● EXTRACT PROVIDED:
────────────────
ChREBP forms heterodimers with other bHLH-Zip proteins, particularly Mlx, and binds to carbohydrate response element (ChoRE) sequences. ChoRE sequences are typically found in regions of DNA where gene expression is transcriptionally induced by glucose. ChoRE sequences serve as binding sites for transcription factors that respond to changes in glucose levels. The ChoRE-ChREBP pathway is a key mechanism through which glucose regulates the synthesis of triglycerides, by controlling the expression of genes that encode enzymes.

ChREBP's ability to bind DNA and transactivate gene expression depends upon its dimerization with MLX protein. For full functional activity, two heterodimeric ChREBP-MLX complexes (each containing one ChREBP and one MLX molecule) join together to form a heterotetramer that binds to a ChoRE DNA sequence consisting of two adjacent E-boxes. This forms the active transcriptional complex.

ChREBP regulates the expression of genes involved in glucose and lipid metabolism, glycolysis in the liver, and de novo lipogenesis (DNL) in adipose tissue.
ChREBP is a major mediator of glucose action on glycolytic enzymes such as Pklr, lipogenic enzymes such as ACC and FASN, and G6P disposal, among others. Many factors mediate the activation or inactivation of ChREBP. ChREBP is also subject to post-translational modifications such as phosphorylation, acetylation, and O-linked glycosylation, which can affect its activity.

== Clinical significance ==
The Mlxipl gene, which encodes ChREBP, is deleted in Williams-Beuren syndrome. Williams-Beuren syndrome is a multisystem developmental disorder caused by the deletion of contiguous genes at chromosome 7q11.23.

ChREBP, activated by glucose-derived metabolites, plays a key role in metabolic homeostasis. It is a factor in diseases where metabolic homeostasis is disrupted, including obesity, Type 2 diabetes, fatty liver disease and metabolic syndrome.
────────────────
● BRIEF A:
According to the ChREBP text, which syndrome involves deletion of the Mlxipl gene?
● BRIEF B:
Please carry on the ChREBP text from where it stops.
────────────────
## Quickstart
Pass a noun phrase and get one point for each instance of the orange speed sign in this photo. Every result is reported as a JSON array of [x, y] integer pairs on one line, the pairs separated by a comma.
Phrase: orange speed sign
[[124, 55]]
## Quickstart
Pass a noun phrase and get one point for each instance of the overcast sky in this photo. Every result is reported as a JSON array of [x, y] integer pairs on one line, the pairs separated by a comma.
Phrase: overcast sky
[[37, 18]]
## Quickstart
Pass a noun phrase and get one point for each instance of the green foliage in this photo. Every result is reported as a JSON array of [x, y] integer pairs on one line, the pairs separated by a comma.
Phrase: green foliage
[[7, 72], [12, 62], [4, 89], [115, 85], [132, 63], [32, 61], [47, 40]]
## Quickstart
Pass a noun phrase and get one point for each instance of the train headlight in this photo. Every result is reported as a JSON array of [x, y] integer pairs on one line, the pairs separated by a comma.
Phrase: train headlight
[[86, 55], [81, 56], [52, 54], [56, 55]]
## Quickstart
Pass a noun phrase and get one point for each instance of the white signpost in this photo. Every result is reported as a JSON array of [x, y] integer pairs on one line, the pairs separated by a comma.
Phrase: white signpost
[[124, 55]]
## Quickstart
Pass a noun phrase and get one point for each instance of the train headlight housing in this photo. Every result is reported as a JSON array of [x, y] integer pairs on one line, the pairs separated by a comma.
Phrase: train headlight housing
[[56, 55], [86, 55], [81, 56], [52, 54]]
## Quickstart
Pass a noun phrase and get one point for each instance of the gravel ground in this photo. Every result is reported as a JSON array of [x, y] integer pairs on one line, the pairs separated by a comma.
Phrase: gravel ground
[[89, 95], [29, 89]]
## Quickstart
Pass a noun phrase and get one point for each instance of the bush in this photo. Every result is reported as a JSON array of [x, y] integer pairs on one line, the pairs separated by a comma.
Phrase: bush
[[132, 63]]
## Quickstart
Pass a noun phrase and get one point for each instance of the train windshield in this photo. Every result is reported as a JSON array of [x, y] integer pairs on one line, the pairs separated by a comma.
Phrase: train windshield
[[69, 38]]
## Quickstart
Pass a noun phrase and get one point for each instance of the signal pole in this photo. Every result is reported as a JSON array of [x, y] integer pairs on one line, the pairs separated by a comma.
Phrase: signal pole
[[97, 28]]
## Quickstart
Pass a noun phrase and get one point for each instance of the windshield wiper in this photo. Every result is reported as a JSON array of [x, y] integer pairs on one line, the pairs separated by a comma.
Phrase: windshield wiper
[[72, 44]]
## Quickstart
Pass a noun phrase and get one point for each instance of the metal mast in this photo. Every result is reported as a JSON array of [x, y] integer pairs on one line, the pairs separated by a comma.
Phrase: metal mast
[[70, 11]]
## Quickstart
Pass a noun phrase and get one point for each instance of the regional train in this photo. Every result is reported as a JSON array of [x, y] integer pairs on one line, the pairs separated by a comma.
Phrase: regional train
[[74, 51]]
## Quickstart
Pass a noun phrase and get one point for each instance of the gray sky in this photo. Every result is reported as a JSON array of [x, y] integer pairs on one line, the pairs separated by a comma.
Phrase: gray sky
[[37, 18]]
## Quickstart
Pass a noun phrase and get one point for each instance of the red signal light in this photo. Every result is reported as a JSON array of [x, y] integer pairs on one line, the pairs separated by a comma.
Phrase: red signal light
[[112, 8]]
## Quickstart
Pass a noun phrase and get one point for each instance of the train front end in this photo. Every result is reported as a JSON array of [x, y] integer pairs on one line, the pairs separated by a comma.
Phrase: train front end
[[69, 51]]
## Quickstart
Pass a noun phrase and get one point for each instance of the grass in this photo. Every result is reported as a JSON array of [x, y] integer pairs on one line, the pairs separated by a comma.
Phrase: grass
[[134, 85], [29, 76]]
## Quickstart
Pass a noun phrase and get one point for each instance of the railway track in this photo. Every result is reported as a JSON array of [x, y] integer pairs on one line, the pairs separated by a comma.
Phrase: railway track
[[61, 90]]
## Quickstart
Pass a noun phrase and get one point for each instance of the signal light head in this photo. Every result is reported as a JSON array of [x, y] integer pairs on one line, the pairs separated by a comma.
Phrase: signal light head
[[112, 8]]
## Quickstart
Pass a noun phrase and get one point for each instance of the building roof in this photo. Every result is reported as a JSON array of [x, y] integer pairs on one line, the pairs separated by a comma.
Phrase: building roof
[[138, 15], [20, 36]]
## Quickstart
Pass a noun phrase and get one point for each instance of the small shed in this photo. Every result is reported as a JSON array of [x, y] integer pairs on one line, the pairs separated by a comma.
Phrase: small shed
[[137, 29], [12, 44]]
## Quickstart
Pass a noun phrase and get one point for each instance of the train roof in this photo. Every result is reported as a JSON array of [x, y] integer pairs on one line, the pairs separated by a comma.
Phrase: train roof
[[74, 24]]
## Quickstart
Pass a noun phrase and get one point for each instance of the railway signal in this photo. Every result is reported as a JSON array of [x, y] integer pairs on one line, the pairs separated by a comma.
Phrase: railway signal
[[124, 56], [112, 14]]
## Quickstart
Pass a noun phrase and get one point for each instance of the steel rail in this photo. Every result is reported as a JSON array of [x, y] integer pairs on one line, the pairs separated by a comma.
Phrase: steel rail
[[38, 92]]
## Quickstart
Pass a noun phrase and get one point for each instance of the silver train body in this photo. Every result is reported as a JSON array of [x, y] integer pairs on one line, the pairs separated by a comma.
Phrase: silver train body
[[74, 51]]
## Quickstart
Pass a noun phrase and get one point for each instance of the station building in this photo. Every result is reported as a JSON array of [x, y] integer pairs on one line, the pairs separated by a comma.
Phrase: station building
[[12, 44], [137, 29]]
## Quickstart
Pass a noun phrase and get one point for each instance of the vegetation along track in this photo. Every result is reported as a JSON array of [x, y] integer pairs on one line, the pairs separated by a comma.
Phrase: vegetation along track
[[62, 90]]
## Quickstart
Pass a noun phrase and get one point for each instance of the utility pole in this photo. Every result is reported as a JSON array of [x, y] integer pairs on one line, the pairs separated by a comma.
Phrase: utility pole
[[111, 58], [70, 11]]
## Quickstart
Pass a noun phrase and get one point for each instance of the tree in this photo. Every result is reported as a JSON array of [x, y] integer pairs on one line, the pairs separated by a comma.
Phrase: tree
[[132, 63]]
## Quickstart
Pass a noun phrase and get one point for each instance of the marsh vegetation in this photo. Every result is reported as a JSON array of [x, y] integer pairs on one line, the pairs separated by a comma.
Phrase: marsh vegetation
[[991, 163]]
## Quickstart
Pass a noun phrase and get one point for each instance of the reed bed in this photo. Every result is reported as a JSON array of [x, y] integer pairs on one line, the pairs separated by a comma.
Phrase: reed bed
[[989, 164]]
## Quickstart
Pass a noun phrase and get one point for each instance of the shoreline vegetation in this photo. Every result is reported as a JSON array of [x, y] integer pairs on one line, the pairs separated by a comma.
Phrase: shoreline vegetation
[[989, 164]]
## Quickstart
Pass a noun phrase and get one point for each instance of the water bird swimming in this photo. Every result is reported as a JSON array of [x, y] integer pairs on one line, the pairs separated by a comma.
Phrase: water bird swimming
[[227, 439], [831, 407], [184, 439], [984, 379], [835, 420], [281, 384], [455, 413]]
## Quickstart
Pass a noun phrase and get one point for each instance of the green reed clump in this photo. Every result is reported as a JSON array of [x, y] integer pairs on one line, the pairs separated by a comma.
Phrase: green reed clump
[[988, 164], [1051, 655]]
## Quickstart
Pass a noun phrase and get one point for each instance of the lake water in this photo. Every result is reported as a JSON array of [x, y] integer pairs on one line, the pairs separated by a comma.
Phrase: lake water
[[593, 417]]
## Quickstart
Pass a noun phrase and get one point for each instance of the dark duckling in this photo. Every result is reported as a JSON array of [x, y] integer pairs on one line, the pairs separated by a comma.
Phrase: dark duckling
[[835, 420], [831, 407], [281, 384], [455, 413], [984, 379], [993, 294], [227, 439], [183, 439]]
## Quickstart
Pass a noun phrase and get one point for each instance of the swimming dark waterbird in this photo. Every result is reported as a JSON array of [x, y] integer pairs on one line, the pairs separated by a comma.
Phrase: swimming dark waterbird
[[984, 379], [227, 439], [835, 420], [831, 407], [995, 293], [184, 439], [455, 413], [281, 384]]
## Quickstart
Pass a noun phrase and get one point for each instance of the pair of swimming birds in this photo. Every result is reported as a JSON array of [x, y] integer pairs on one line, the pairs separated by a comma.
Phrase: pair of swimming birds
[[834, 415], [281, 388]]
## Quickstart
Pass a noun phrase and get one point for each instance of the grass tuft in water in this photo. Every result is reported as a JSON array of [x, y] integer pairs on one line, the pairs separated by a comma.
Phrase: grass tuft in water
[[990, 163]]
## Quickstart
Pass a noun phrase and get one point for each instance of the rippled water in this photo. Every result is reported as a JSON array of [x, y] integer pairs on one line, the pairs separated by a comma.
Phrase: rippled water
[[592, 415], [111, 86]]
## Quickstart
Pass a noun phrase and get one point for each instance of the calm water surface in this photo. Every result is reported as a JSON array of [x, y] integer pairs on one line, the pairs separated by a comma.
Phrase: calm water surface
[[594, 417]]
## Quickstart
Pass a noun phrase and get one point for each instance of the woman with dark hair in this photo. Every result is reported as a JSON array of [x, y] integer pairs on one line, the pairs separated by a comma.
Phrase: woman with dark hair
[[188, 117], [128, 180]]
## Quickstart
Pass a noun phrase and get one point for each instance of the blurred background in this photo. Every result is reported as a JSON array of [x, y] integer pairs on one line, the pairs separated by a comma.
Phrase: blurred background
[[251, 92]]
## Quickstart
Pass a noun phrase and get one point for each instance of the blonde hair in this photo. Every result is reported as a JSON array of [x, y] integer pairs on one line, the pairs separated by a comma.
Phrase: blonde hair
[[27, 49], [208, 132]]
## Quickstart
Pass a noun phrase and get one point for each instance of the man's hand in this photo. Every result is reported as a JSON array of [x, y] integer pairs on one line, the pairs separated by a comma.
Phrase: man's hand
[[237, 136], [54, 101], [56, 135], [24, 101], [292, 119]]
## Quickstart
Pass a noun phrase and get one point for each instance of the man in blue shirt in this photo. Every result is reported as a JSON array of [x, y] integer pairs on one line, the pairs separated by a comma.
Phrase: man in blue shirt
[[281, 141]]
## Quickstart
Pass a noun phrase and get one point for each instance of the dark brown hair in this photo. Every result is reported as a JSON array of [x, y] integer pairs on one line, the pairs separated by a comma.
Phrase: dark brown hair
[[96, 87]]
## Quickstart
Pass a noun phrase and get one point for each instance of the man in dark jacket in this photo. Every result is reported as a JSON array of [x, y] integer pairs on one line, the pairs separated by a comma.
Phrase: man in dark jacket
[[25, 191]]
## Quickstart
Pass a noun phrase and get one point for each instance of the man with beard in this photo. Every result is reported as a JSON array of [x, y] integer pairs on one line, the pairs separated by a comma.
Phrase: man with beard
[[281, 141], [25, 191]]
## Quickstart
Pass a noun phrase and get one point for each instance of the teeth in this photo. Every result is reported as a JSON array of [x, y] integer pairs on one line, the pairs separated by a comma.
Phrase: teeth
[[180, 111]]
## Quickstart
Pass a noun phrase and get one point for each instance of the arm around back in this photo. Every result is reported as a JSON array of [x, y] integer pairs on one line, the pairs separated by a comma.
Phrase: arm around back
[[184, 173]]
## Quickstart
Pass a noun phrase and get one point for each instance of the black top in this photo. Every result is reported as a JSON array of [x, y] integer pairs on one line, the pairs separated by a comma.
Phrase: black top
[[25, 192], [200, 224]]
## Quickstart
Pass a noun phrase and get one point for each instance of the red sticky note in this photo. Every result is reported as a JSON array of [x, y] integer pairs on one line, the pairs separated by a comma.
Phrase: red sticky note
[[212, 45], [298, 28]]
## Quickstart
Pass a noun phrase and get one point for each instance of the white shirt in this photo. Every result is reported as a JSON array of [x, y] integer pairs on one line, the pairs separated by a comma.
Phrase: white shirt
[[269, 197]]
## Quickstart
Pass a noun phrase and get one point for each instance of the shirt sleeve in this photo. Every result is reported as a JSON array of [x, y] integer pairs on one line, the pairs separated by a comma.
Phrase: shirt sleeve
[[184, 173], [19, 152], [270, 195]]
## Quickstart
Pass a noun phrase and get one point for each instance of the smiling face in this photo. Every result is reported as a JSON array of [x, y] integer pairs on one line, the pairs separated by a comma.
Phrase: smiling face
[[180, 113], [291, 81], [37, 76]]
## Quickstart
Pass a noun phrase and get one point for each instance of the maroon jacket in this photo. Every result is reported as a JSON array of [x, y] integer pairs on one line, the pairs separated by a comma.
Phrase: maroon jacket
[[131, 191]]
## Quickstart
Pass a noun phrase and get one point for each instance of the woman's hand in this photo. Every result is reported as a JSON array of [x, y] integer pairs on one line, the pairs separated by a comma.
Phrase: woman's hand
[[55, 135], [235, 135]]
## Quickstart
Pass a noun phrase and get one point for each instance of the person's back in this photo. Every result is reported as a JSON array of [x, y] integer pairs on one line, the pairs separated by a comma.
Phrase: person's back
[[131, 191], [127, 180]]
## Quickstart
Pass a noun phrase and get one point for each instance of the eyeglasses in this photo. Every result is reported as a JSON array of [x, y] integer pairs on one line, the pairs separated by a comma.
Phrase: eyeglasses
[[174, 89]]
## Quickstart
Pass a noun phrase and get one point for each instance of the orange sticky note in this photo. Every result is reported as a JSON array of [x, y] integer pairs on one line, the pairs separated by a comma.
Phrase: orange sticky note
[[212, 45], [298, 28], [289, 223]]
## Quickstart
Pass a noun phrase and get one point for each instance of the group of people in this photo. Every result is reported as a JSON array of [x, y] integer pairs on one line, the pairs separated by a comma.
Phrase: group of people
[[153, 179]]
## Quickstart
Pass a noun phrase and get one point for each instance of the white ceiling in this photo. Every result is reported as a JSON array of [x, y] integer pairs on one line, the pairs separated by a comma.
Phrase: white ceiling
────────────────
● WRITTEN ANSWER A:
Williams-Beuren syndrome.

● WRITTEN ANSWER B:
Generally ChREBP promotes lipid synthesis. ChREBP also plays an important role in insulin sensitivity, redirecting excess glucose to fatty acid production and modulating the composition of lipids. In the liver, ChREBP acts in coordination with SREBP-1c, which is activated by insulin, to control glucose and lipid metabolism. ChREBP also mediates the expression of the hepatokin FGF21, which is increased in obesity and can increase glucose tolerance and reduce hypertriglyceridemia. ChREBP activates enzymes that both utilize and produce glucose, suggesting that ChREBP works as a mediator of intracellular G6P homeostasis.

Conditions such as metabolic syndrome or type 2 diabetes can lead to excess expression of ChREBP and increased production of fatty acids, causing hepatic steatosis or "fatty liver". In non-alcoholic fatty liver disease, about 25% of total liver lipids result from de novo synthesis (synthesis of lipids from glucose). High blood glucose and insulin enhance lipogenesis in the liver by activation of ChREBP and SREBP-1c, respectively. Chronically elevated blood glucose can activate ChREBP in the pancreas and lead to excessive lipid synthesis in beta cells, increasing lipid accumulation in those cells, leading to lipotoxicity, beta-cell apoptosis, and type 2 diabetes.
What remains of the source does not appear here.